Aim of the task
Return each line of the records below that contains the string "leggings", unchanged.

Data for this exercise
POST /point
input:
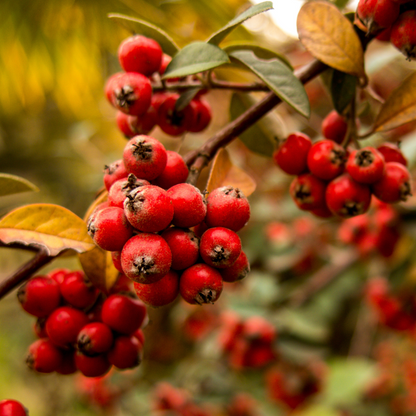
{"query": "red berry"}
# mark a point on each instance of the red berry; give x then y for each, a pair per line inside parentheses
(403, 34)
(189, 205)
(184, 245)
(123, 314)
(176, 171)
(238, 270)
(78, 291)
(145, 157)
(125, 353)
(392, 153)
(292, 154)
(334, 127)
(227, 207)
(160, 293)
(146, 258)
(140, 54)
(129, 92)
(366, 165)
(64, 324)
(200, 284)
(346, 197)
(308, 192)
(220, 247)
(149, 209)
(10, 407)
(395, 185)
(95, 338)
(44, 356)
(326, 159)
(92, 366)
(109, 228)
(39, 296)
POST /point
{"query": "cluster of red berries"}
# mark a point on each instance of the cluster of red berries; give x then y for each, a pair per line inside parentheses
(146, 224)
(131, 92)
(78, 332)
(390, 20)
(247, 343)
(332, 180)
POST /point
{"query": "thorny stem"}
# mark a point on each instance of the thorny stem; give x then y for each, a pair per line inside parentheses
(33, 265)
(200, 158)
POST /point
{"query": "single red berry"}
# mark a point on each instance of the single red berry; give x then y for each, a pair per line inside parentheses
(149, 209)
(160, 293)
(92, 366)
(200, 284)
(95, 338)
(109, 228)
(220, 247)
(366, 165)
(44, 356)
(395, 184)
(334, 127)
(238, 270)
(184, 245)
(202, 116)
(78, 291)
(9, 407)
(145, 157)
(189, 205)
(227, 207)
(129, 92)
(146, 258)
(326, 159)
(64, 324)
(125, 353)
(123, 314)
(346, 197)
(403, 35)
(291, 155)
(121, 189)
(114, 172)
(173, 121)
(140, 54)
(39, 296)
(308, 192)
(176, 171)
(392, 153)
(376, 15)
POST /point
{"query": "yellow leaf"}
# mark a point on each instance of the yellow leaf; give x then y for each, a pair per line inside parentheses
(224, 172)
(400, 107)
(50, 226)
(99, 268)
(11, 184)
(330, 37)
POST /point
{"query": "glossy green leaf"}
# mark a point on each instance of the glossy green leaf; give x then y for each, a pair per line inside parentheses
* * *
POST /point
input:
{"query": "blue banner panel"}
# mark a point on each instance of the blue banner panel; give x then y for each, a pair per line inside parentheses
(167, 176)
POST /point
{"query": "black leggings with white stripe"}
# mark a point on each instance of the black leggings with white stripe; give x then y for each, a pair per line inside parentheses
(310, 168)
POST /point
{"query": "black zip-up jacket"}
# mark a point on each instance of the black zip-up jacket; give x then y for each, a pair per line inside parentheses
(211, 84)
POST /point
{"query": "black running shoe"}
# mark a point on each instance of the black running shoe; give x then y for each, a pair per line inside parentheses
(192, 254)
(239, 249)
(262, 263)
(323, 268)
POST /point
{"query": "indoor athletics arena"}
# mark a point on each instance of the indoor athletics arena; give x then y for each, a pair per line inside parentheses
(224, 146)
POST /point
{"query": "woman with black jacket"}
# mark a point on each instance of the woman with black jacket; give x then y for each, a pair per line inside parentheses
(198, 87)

In response
{"query": "black leggings with white stripe"}
# mark a point on each instance of the black leggings with white stripe; give x then y for each, a pair per line inside parentheses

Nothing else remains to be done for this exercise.